━━━ Data for analysis

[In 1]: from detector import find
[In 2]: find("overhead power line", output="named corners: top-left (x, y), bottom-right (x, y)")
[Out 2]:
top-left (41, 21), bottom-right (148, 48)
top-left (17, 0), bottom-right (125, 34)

━━━━━━

Problem statement: Would you copy out each line of the records above where the word "find" occurs?

Problem solution:
[In 1]: from detector import find
[In 2]: find("overhead power line", output="named corners: top-left (x, y), bottom-right (x, y)")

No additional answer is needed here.